| Задание A |
Сколько строк в записях содержат строку «sepal» с учетом регистра? Ответьте одним числом.

| Текст страницы |
■ ■ ■ ■ ■ ■ ■
ЖАНРЫ

Отмытый роман Пастернака: «Доктор Живаго» между КГБ и ЦРУ
Шрифт:

Ближайшая по времени пленка относится к 19 декабря 1957. В вечернем эфире в своей авторской рубрике «Из области мысли» Владимир Вейдле посвятил новинке сюжет «Вне очереди: о книге Пастернака»:

«Я собирался продолжить сегодня мои размышления о понятиях „идеология“, „философия“, „мировоззрение“, „религия“. Но случилось нечто, что заставляет меня отложить все это до следующего раза. Вышел роман Пастернака „Доктор Живаго“. Толстая книга, больше чем 600 страниц. Я купил ее, выписал из Италии, стал читать и уже не смог больше ни оторваться от нее, ни думать о чем-либо другом. Как это всегда бывает, или, по крайней мере, как это всегда бывает со мной, все мои размышления, поневоле отвлеченные, отступили на второй план рядом с тем непосредственным духовным опытом, который дарит читателю всякая настоящая, то есть проникнутая подлинной поэзией, подлинным искусством книга. Такие книги всегда и везде редки. А в наше время на русском языке их и совсем мало. Впрочем, и „Доктора Живаго“ ведь я читал не по-русски, а по-итальянски. Читал, словно глядя сквозь запотелое стекло на что-то расстилающееся за окном. Невиданное, новое, потому что переплавленное в творческом огне. И все же близкое, свое. Сквозь чужеземную пелену от первого до последнего слова – русское и родное.
■ ■ ■ ■ ■ ■ ■
| Записи |
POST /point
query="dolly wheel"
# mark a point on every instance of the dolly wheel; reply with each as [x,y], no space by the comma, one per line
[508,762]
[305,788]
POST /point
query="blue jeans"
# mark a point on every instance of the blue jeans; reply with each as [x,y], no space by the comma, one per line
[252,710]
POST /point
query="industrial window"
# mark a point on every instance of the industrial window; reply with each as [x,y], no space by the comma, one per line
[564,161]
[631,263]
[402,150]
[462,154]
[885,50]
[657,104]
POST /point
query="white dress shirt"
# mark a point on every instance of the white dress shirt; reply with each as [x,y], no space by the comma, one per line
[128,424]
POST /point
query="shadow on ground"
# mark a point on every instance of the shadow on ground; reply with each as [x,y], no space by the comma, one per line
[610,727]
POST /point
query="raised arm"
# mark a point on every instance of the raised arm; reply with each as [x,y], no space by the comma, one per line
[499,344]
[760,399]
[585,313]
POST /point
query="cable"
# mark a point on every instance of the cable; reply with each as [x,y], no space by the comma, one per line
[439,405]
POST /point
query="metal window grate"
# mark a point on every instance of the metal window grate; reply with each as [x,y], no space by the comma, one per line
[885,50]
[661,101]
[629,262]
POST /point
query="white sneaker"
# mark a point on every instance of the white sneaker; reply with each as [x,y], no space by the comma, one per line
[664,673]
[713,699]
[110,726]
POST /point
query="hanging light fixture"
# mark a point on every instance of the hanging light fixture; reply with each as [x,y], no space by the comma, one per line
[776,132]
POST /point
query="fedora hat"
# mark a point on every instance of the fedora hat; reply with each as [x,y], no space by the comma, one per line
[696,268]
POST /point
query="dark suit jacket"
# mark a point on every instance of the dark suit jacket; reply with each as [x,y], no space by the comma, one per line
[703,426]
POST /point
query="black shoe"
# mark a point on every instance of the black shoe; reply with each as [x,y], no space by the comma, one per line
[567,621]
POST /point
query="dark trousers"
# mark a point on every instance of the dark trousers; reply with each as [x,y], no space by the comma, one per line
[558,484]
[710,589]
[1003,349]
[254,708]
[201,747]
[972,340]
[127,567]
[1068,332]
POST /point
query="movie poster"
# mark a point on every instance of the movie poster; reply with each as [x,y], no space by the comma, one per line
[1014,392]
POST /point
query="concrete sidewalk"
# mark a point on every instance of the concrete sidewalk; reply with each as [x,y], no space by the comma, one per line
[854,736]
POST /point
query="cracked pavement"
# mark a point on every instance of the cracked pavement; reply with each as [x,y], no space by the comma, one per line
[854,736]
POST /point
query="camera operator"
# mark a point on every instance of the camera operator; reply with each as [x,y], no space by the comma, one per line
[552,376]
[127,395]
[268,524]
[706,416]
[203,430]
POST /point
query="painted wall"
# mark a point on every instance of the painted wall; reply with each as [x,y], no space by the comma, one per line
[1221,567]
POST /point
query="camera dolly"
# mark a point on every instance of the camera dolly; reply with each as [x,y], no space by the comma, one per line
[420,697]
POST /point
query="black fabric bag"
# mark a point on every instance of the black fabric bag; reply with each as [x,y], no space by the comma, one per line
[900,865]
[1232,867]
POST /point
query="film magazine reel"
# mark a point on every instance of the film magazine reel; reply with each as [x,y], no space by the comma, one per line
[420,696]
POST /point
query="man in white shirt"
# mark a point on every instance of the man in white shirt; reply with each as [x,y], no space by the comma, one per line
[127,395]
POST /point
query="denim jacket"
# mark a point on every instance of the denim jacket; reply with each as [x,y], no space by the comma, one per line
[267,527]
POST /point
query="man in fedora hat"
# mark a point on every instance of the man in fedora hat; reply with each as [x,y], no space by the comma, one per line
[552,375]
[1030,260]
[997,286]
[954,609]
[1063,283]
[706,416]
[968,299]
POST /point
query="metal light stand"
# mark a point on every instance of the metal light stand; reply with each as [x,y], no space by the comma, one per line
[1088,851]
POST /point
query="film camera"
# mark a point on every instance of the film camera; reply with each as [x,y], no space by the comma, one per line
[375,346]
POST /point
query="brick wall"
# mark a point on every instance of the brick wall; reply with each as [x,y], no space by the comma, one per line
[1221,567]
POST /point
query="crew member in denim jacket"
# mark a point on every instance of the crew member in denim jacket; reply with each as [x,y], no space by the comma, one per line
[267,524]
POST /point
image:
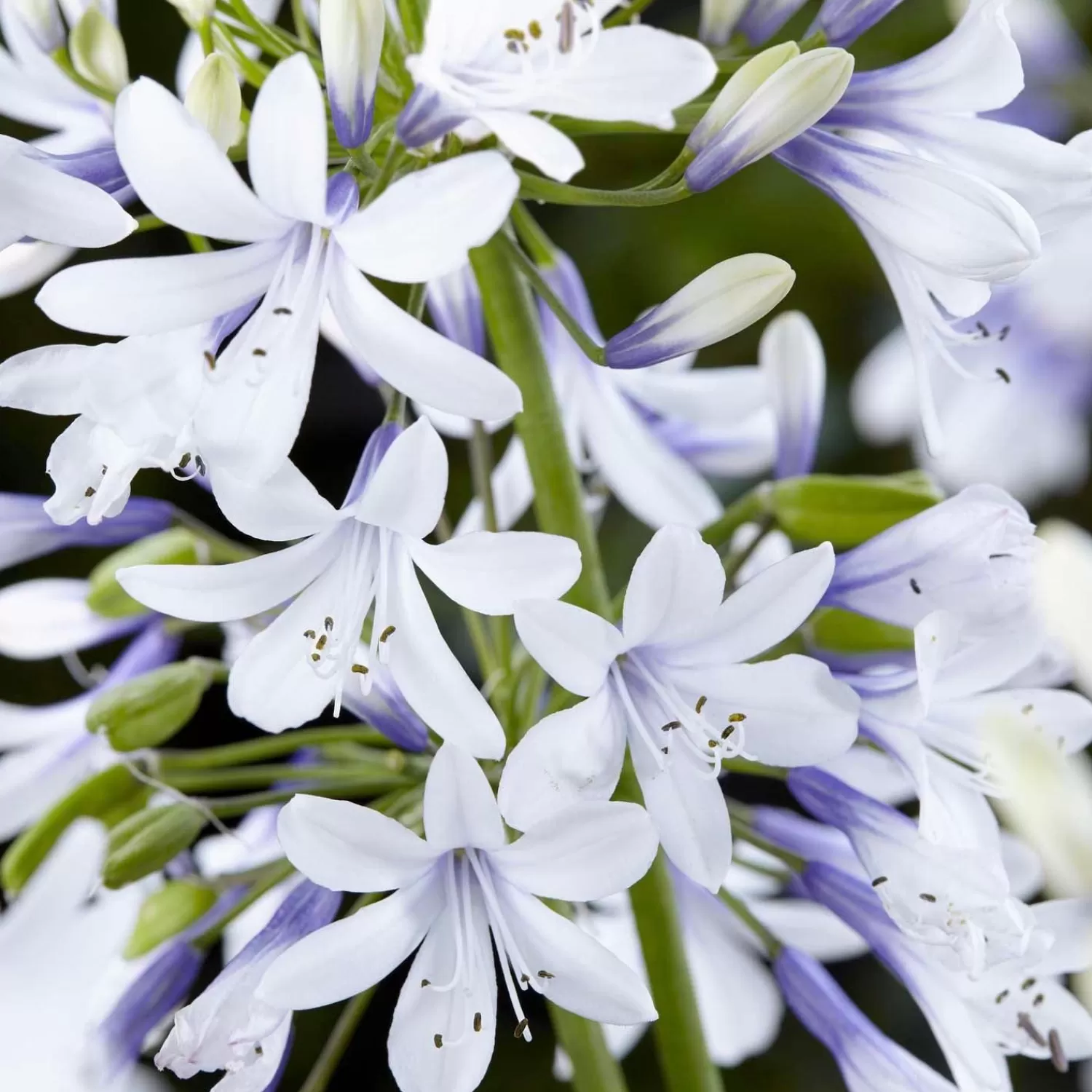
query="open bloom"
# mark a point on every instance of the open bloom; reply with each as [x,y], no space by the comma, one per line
[351,558]
[950,202]
[674,683]
[491,69]
[451,891]
[305,242]
[57,949]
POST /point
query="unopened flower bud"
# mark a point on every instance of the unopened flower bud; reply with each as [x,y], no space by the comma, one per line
[215,100]
[166,912]
[791,100]
[791,356]
[738,90]
[148,841]
[111,796]
[98,50]
[719,20]
[148,710]
[716,305]
[176,546]
[352,34]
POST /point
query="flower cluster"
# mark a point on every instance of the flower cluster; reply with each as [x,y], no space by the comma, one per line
[535,799]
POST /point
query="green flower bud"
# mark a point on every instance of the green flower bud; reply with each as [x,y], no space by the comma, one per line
[847,511]
[109,796]
[215,100]
[148,710]
[165,913]
[148,841]
[98,50]
[838,630]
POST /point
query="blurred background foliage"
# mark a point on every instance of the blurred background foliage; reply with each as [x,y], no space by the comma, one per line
[630,259]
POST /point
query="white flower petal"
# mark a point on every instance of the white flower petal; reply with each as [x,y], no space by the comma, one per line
[415,360]
[48,617]
[430,676]
[406,491]
[344,847]
[179,172]
[424,225]
[491,572]
[574,646]
[587,851]
[279,509]
[152,295]
[288,142]
[571,756]
[537,141]
[585,978]
[352,954]
[225,592]
[460,808]
[677,585]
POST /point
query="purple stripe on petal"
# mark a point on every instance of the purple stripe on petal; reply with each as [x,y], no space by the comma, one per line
[373,451]
[427,117]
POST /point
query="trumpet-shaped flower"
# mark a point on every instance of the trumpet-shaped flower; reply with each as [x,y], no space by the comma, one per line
[675,684]
[491,70]
[305,240]
[349,559]
[451,893]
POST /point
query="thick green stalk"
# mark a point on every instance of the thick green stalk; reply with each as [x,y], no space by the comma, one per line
[513,329]
[513,325]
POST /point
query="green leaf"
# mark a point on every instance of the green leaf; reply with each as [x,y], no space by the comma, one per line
[847,511]
[111,796]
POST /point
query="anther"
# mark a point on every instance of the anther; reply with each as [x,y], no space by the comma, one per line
[1059,1059]
[1024,1022]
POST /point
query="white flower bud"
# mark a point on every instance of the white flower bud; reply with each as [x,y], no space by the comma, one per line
[98,50]
[719,20]
[791,100]
[738,90]
[194,11]
[214,100]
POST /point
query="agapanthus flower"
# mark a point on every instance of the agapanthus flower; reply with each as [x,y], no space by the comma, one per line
[451,891]
[673,683]
[362,555]
[305,240]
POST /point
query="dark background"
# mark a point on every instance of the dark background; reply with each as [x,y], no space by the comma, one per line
[631,259]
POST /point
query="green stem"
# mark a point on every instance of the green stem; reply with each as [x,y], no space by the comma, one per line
[513,329]
[336,1046]
[587,345]
[681,1043]
[749,508]
[537,188]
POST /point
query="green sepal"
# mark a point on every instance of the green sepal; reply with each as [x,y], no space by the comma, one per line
[111,796]
[148,841]
[847,511]
[838,630]
[149,710]
[166,912]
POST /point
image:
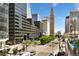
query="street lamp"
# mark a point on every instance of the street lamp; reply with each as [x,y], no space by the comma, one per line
[59,34]
[74,35]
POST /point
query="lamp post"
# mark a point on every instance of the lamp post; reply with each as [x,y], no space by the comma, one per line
[59,34]
[74,36]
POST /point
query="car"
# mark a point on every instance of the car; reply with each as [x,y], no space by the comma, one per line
[32,53]
[61,53]
[51,54]
[26,54]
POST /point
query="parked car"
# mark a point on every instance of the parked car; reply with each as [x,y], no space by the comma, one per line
[61,53]
[32,53]
[51,54]
[26,54]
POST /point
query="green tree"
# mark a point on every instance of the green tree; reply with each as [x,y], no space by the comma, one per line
[46,39]
[15,51]
[26,43]
[4,52]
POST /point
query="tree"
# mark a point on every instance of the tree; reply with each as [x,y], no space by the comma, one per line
[15,51]
[46,39]
[26,43]
[4,52]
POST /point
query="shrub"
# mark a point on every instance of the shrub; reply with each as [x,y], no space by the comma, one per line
[15,51]
[46,39]
[4,52]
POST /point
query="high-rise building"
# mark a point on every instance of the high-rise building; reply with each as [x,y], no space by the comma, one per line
[51,21]
[18,24]
[4,34]
[72,23]
[67,24]
[48,24]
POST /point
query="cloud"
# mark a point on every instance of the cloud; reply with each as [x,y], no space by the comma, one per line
[76,6]
[54,4]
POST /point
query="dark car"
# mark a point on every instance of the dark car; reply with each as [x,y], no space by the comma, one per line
[32,53]
[61,54]
[51,54]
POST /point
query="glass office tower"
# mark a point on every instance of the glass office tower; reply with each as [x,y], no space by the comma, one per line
[3,23]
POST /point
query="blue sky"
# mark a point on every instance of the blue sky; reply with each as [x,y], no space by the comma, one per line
[61,10]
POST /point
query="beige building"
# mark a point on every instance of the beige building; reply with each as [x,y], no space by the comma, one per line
[72,23]
[48,24]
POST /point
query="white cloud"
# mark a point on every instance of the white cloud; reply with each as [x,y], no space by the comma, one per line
[54,4]
[76,6]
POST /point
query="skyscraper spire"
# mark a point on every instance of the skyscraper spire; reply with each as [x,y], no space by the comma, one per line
[52,21]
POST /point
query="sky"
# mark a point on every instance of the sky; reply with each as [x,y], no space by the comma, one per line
[61,10]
■ ■ ■ ■ ■ ■ ■
| Задание B |
Допишите статью о романе «Доктор Живаго», начав сразу после последнего приведенного в ней предложения.

| Ответ к заданию A |
2

| Ответ к заданию B |
Такое чтение, вместе с радостью, было и мучением. Итальянский перевод добросовестен и, в меру возможного, точен. Вчитываясь в него, сплошь и рядом угадываешь русскую фразу, русский склад речи, а затем и характерные для Пастернака слова, ритмы, интонации. Но угадываешь приблизительно, без гарантии, что угадал верно. И как ни вслушиваешься, самой музыки все же не слышишь и убеждаешься все больше, что подлинник ею полон, что качество ее самое высокое. И, тем не менее, с первой же страницы книга захватила меня полностью. На этой первой странице необыкновенно кратко, сжато и необыкновенно выразительно описаны похороны матери будущего доктора Живаго, тогда еще мальчика десяти лет. Мальчик этот, как только зарыли гроб, взошел на могильный холмик, курносое лицо его сжалось, он вытянул шею, как если бы он был волчонком, все подумали бы: сейчас завоет. Он закрыл лицо руками и разрыдался. Мальчика уводят.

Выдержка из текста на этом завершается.